"Pengangkatan guru honorer dengan program PPPK menegaskan buruknya sistem hari ini dalam menyediakan layanan pendidikan bagi rakyat. Kesejahteraan yang mereka harapkan hanya sebuah ironi. Visi misi pendidikan yang seharusnya murni untuk mencerdaskan generasi, seolah tidak pernah ada. Malah bisa jadi, dengan perhatian dan gaji yang minim akhirnya membuat para guru ini ada yang tidak maksimal dalam mendidik siswa siswinya.
Oleh: Ummu Ainyssa
NarasiPost.Com-Guru sebagai pahlawan tanpa tanda jasa, ungkapan tersebut tidaklah menjadi hal yang asing lagi di telinga kita. Bukan berarti mereka para guru tidak berjasa, tetapi justru karena besarnya jasa yang mereka berikan terkadang tidak bisa kita balas, atau bahkan sering tidak mendapatkan perhatian.
Mereka telah mencurahkan tenaga dan pikiran mereka untuk mendidik para siswa siswinya, namun seringkali usaha yang mereka lakukan tidak dihargai oleh pemerintah. Misalnya saja gaji yang mereka terima tidak sebanding dengan usaha yang mereka lakukan. Bahkan terkadang mereka masih harus mencari kerja sampingan untuk bisa mencukupi kebutuhan keluarganya. Seperti yang dialami oleh beberapa guru honorer di negeri ini.

□ □ □ □ □ □ □

◆ **Tugas yang Dikerjakan**
A. Sunting bagian artikel tentang guru honorer antara "Oleh: Ummu Ainyssa" dan "di negeri ini.", inklusif, dengan mengganti "pemerintah" menjadi "negara".
B. Nyatakan sebagai daftar bernomor baris-baris data mulai dari awal data hingga baris yang memuat "109 33 L 111", inklusif, tanpa baris kosong dan tanpa gambar.

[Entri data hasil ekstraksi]
□ □ □ □ □ □ □

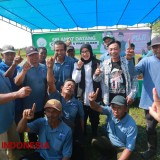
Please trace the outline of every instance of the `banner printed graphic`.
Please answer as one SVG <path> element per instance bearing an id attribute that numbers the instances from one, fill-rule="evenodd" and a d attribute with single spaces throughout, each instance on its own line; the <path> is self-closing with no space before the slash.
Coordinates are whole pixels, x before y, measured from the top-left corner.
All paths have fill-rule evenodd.
<path id="1" fill-rule="evenodd" d="M 109 33 L 111 32 L 111 33 Z M 53 55 L 54 42 L 57 40 L 71 40 L 71 45 L 74 46 L 76 54 L 79 54 L 79 49 L 82 44 L 89 43 L 92 45 L 94 54 L 105 53 L 103 45 L 103 37 L 113 34 L 116 40 L 121 41 L 122 50 L 127 48 L 127 41 L 135 44 L 135 53 L 141 54 L 142 50 L 147 51 L 146 43 L 150 41 L 151 30 L 115 30 L 115 31 L 94 31 L 94 32 L 56 32 L 33 34 L 32 41 L 35 47 L 46 47 L 48 54 Z"/>

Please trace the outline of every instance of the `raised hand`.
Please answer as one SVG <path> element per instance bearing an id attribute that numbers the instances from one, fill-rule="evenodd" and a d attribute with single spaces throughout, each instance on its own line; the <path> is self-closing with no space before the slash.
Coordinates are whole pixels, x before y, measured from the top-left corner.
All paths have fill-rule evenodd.
<path id="1" fill-rule="evenodd" d="M 126 50 L 126 59 L 131 60 L 134 55 L 134 50 L 131 48 L 131 42 L 128 40 L 128 48 Z"/>
<path id="2" fill-rule="evenodd" d="M 21 57 L 21 52 L 18 50 L 18 55 L 14 57 L 13 64 L 18 65 L 23 61 L 23 58 Z"/>
<path id="3" fill-rule="evenodd" d="M 154 119 L 160 122 L 160 98 L 158 97 L 158 93 L 155 88 L 153 88 L 153 104 L 152 107 L 149 107 L 149 113 Z"/>
<path id="4" fill-rule="evenodd" d="M 129 96 L 126 97 L 127 104 L 131 105 L 134 102 L 134 99 L 130 98 Z"/>
<path id="5" fill-rule="evenodd" d="M 82 60 L 79 60 L 79 61 L 77 62 L 77 68 L 78 68 L 78 69 L 81 69 L 82 66 L 83 66 L 83 64 L 84 64 L 84 62 L 82 62 Z"/>
<path id="6" fill-rule="evenodd" d="M 22 87 L 16 92 L 16 98 L 24 98 L 30 95 L 32 89 L 30 87 Z"/>
<path id="7" fill-rule="evenodd" d="M 36 104 L 34 103 L 32 109 L 25 109 L 23 111 L 23 119 L 28 119 L 28 120 L 33 119 L 35 110 L 36 110 Z"/>
<path id="8" fill-rule="evenodd" d="M 30 63 L 25 62 L 25 63 L 23 64 L 23 70 L 24 70 L 24 71 L 28 71 L 30 68 L 31 68 L 31 64 L 30 64 Z"/>
<path id="9" fill-rule="evenodd" d="M 102 71 L 101 71 L 101 69 L 100 69 L 100 65 L 99 65 L 99 63 L 97 63 L 97 69 L 96 69 L 96 71 L 95 71 L 95 75 L 98 76 L 98 75 L 100 75 L 101 73 L 102 73 Z"/>
<path id="10" fill-rule="evenodd" d="M 96 92 L 91 92 L 88 95 L 89 101 L 95 101 L 99 92 L 99 88 L 96 89 Z"/>
<path id="11" fill-rule="evenodd" d="M 70 38 L 67 39 L 66 45 L 67 45 L 67 47 L 71 45 L 71 40 L 70 40 Z"/>
<path id="12" fill-rule="evenodd" d="M 48 68 L 53 68 L 54 61 L 55 61 L 55 59 L 53 57 L 48 58 L 47 61 L 46 61 L 47 67 Z"/>

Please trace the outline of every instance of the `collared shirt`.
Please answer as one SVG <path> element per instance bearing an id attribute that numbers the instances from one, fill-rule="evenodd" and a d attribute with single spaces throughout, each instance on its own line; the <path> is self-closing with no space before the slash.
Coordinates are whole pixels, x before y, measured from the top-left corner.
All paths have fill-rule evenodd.
<path id="1" fill-rule="evenodd" d="M 8 69 L 9 69 L 10 66 L 8 66 L 5 62 L 1 62 L 0 63 L 0 72 L 2 74 L 4 74 Z M 19 87 L 17 87 L 14 83 L 14 77 L 17 75 L 17 70 L 20 69 L 20 66 L 16 66 L 16 69 L 14 71 L 14 74 L 13 74 L 13 77 L 12 78 L 9 78 L 10 82 L 11 82 L 11 85 L 12 85 L 12 89 L 13 91 L 17 91 L 17 89 Z"/>
<path id="2" fill-rule="evenodd" d="M 61 90 L 61 86 L 66 79 L 72 78 L 72 71 L 74 68 L 74 60 L 71 57 L 65 56 L 64 62 L 60 64 L 55 61 L 53 66 L 53 74 L 56 79 L 56 88 Z"/>
<path id="3" fill-rule="evenodd" d="M 57 128 L 51 128 L 47 118 L 39 118 L 27 123 L 30 132 L 37 133 L 40 143 L 49 143 L 49 149 L 38 149 L 45 160 L 62 160 L 63 157 L 71 157 L 72 131 L 61 122 Z"/>
<path id="4" fill-rule="evenodd" d="M 126 113 L 125 117 L 118 120 L 111 107 L 105 106 L 102 110 L 102 114 L 107 115 L 106 132 L 112 144 L 133 151 L 137 137 L 137 126 L 133 118 Z"/>
<path id="5" fill-rule="evenodd" d="M 155 56 L 142 59 L 136 66 L 136 74 L 143 74 L 143 85 L 139 107 L 143 109 L 149 108 L 153 103 L 152 89 L 157 89 L 160 96 L 160 60 Z"/>
<path id="6" fill-rule="evenodd" d="M 130 98 L 134 99 L 136 96 L 136 93 L 138 91 L 138 81 L 136 76 L 134 74 L 130 74 L 128 66 L 130 63 L 126 60 L 125 57 L 120 57 L 121 61 L 121 68 L 124 74 L 125 78 L 125 88 L 126 88 L 126 96 L 129 96 Z M 109 104 L 109 77 L 111 75 L 111 69 L 112 69 L 112 62 L 111 58 L 105 60 L 101 64 L 101 74 L 98 76 L 93 76 L 93 80 L 96 82 L 101 82 L 102 86 L 102 93 L 103 93 L 103 100 L 106 105 Z"/>
<path id="7" fill-rule="evenodd" d="M 8 66 L 6 63 L 4 63 L 3 61 L 0 63 L 0 72 L 2 74 L 4 74 L 8 69 L 10 68 L 10 66 Z M 17 86 L 14 83 L 14 78 L 17 75 L 17 71 L 20 69 L 20 66 L 16 66 L 13 77 L 9 78 L 10 83 L 11 83 L 11 87 L 12 90 L 11 91 L 17 91 L 20 87 Z M 15 99 L 15 113 L 19 113 L 22 112 L 22 99 Z M 15 116 L 16 118 L 16 116 Z"/>
<path id="8" fill-rule="evenodd" d="M 62 103 L 63 118 L 71 128 L 75 125 L 74 123 L 77 113 L 79 114 L 80 118 L 84 120 L 83 105 L 76 98 L 72 97 L 69 101 L 66 102 L 61 94 L 56 91 L 49 95 L 49 99 L 57 99 Z"/>
<path id="9" fill-rule="evenodd" d="M 31 109 L 33 103 L 36 103 L 36 112 L 43 110 L 46 96 L 46 75 L 47 68 L 43 64 L 39 64 L 38 67 L 31 67 L 27 71 L 22 85 L 31 87 L 32 92 L 23 99 L 23 109 Z"/>
<path id="10" fill-rule="evenodd" d="M 110 55 L 109 55 L 108 50 L 107 50 L 106 53 L 102 54 L 99 59 L 103 62 L 103 61 L 105 61 L 109 58 L 110 58 Z"/>
<path id="11" fill-rule="evenodd" d="M 12 91 L 10 81 L 0 73 L 0 93 L 6 94 Z M 8 130 L 14 120 L 15 103 L 9 101 L 0 105 L 0 134 Z"/>

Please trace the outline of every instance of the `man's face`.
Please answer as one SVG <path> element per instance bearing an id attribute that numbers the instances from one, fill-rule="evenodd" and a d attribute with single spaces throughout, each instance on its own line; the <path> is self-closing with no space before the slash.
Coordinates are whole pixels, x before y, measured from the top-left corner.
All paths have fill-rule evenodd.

□ □ □ □ □ □ □

◆ **Jawaban Akhir**
A.
Oleh: Ummu Ainyssa
NarasiPost.Com-Guru sebagai pahlawan tanpa tanda jasa, ungkapan tersebut tidaklah menjadi hal yang asing lagi di telinga kita. Bukan berarti mereka para guru tidak berjasa, tetapi justru karena besarnya jasa yang mereka berikan terkadang tidak bisa kita balas, atau bahkan sering tidak mendapatkan perhatian.
Mereka telah mencurahkan tenaga dan pikiran mereka untuk mendidik para siswa siswinya, namun seringkali usaha yang mereka lakukan tidak dihargai oleh negara. Misalnya saja gaji yang mereka terima tidak sebanding dengan usaha yang mereka lakukan. Bahkan terkadang mereka masih harus mencari kerja sampingan untuk bisa mencukupi kebutuhan keluarganya. Seperti yang dialami oleh beberapa guru honorer di negeri ini.

B.
1. Please trace the outline of every instance of the `banner printed graphic`.
2. Please answer as one SVG <path> element per instance bearing an id attribute that numbers the instances from one, fill-rule="evenodd" and a d attribute with single spaces throughout, each instance on its own line; the <path> is self-closing with no space before the slash.
3. Coordinates are whole pixels, x before y, measured from the top-left corner.
4. All paths have fill-rule evenodd.
5. <path id="1" fill-rule="evenodd" d="M 109 33 L 111 32 L 111 33 Z M 53 55 L 54 42 L 57 40 L 71 40 L 71 45 L 74 46 L 76 54 L 79 54 L 79 49 L 82 44 L 89 43 L 92 45 L 94 54 L 105 53 L 103 45 L 103 37 L 113 34 L 116 40 L 121 41 L 122 50 L 127 48 L 127 41 L 135 44 L 135 53 L 141 54 L 142 50 L 147 51 L 146 43 L 150 41 L 151 30 L 115 30 L 115 31 L 94 31 L 94 32 L 56 32 L 33 34 L 32 41 L 35 47 L 46 47 L 48 54 Z"/>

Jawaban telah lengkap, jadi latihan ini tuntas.